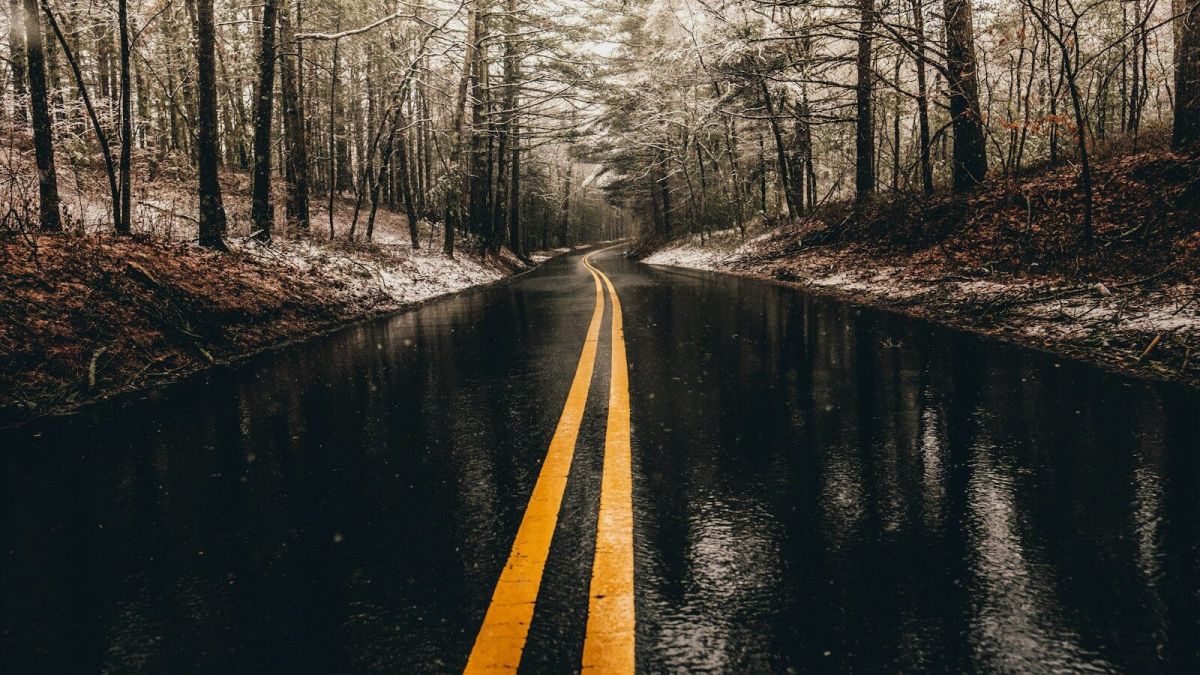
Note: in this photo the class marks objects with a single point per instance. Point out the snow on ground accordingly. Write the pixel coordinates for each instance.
(400, 273)
(713, 254)
(1132, 310)
(543, 256)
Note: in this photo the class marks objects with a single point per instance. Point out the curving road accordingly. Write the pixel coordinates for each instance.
(604, 465)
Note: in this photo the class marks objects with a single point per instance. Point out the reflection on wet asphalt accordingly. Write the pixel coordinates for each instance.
(816, 487)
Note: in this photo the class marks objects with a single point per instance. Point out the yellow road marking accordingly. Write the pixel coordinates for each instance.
(609, 641)
(505, 627)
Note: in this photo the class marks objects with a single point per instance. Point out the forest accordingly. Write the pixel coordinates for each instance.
(223, 155)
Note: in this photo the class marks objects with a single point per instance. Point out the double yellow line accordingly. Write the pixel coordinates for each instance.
(609, 641)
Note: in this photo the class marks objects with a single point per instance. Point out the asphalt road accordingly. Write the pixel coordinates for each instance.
(777, 483)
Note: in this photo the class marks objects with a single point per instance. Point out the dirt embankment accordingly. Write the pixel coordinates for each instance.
(85, 316)
(1011, 261)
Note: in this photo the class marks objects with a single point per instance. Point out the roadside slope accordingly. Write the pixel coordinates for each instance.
(1009, 262)
(87, 316)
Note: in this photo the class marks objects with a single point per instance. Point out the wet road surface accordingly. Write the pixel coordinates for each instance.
(814, 487)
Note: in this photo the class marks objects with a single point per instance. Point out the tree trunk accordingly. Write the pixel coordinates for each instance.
(970, 162)
(17, 59)
(262, 211)
(294, 138)
(43, 130)
(331, 168)
(927, 163)
(123, 19)
(213, 217)
(1186, 130)
(101, 137)
(785, 172)
(864, 136)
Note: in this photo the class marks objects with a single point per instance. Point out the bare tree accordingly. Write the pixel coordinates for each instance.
(51, 220)
(213, 216)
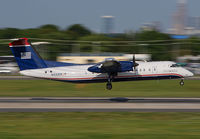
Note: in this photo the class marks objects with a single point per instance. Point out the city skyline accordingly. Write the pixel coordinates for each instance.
(129, 14)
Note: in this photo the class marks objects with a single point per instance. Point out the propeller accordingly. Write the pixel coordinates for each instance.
(110, 66)
(134, 63)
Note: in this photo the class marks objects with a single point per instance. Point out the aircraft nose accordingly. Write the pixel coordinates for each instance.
(189, 74)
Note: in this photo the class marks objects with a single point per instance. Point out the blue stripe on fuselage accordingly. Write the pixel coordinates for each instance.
(123, 79)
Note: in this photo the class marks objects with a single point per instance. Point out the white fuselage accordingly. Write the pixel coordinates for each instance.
(79, 73)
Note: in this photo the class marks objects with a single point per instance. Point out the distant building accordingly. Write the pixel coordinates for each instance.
(151, 26)
(107, 24)
(179, 18)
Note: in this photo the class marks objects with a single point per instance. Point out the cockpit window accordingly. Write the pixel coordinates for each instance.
(175, 65)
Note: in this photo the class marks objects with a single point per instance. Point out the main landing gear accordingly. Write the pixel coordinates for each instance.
(181, 82)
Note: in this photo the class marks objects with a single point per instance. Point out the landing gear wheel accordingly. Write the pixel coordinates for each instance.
(109, 86)
(181, 83)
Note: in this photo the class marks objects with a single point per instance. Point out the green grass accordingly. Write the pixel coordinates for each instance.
(94, 125)
(41, 88)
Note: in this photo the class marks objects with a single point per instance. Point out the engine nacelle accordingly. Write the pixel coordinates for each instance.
(112, 67)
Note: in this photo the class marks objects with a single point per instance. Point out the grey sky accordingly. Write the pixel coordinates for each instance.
(129, 14)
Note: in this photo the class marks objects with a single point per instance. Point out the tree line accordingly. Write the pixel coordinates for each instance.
(77, 38)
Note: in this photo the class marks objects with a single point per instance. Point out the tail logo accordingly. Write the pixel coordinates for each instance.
(25, 55)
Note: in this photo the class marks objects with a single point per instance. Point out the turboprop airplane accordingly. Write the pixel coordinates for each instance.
(110, 70)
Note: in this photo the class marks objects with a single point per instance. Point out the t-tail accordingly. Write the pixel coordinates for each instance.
(25, 55)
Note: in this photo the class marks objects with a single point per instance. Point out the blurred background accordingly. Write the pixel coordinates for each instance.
(156, 31)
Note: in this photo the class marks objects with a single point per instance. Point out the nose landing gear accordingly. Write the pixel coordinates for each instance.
(181, 82)
(110, 78)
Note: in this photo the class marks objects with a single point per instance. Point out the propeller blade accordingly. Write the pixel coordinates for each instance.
(134, 63)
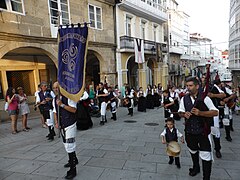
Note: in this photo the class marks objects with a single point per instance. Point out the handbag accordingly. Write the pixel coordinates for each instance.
(6, 106)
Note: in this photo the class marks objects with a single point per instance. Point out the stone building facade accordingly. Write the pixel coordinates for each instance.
(28, 41)
(144, 21)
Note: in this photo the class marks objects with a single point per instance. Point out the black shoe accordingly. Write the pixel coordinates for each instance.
(194, 172)
(71, 173)
(218, 154)
(170, 161)
(228, 139)
(50, 138)
(178, 166)
(68, 164)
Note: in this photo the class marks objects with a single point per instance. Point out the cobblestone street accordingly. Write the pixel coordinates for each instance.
(117, 150)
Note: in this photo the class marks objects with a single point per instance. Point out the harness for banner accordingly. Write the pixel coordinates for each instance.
(72, 53)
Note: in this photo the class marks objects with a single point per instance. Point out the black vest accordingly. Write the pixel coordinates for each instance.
(66, 118)
(196, 124)
(167, 101)
(110, 97)
(101, 99)
(171, 136)
(216, 101)
(48, 105)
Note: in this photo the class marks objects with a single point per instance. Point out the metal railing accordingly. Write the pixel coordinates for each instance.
(127, 43)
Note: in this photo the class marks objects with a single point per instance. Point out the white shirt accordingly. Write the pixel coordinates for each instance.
(207, 101)
(70, 103)
(104, 90)
(229, 91)
(38, 100)
(178, 133)
(84, 96)
(170, 99)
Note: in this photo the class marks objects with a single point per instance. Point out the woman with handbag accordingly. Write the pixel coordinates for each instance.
(12, 99)
(23, 108)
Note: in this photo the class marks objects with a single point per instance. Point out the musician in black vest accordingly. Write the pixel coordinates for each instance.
(217, 95)
(168, 104)
(230, 96)
(198, 112)
(112, 101)
(171, 133)
(65, 110)
(102, 94)
(44, 100)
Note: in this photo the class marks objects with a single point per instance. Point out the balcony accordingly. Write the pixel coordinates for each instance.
(127, 45)
(154, 12)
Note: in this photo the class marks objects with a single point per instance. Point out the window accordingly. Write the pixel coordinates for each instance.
(95, 16)
(12, 5)
(57, 6)
(143, 29)
(128, 26)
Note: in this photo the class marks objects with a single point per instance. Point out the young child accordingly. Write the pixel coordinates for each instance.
(170, 133)
(167, 103)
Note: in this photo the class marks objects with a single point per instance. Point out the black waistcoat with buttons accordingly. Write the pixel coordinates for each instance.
(196, 124)
(66, 118)
(171, 136)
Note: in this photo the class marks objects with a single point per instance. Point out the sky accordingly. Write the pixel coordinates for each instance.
(209, 18)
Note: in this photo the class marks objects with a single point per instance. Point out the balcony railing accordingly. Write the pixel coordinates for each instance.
(152, 11)
(127, 44)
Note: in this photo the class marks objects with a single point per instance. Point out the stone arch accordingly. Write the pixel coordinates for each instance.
(45, 48)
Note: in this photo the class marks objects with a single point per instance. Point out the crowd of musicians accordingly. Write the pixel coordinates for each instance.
(203, 114)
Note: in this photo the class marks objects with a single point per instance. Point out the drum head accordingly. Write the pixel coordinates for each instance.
(173, 148)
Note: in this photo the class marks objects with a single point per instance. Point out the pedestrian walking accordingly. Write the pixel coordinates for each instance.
(64, 112)
(13, 111)
(102, 94)
(44, 100)
(169, 134)
(198, 112)
(23, 108)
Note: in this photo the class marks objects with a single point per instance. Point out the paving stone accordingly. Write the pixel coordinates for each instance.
(82, 160)
(51, 169)
(20, 176)
(92, 152)
(106, 141)
(51, 157)
(88, 173)
(6, 162)
(116, 174)
(114, 147)
(140, 166)
(23, 155)
(154, 176)
(123, 155)
(139, 149)
(106, 162)
(4, 174)
(25, 166)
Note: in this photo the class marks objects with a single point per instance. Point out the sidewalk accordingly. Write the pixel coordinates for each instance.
(117, 150)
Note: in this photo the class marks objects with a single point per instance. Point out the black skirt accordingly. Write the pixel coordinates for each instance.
(142, 104)
(84, 120)
(150, 102)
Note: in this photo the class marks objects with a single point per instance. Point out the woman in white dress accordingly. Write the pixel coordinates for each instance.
(23, 108)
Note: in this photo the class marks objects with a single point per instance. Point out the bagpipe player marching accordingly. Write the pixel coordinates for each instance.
(64, 114)
(112, 101)
(170, 137)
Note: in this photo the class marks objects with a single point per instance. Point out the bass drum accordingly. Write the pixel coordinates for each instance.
(173, 149)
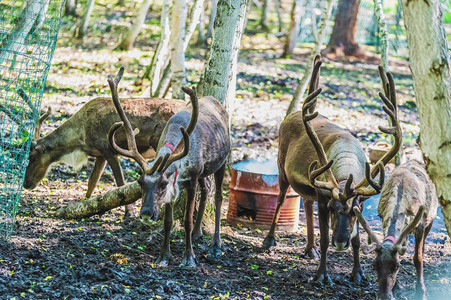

········

-- AIM OF THE EXERCISE --
Reproduce the listing above from the line that contains "out the bass" through its final line, exactly and with nothing added. Omit the images.

-- WRITTEN RESPONSE --
Note: in this photo the class marks objects with a single point per instance. Point out the bass drum accordingly. Write the pixel coordinates for each instance.
(173, 149)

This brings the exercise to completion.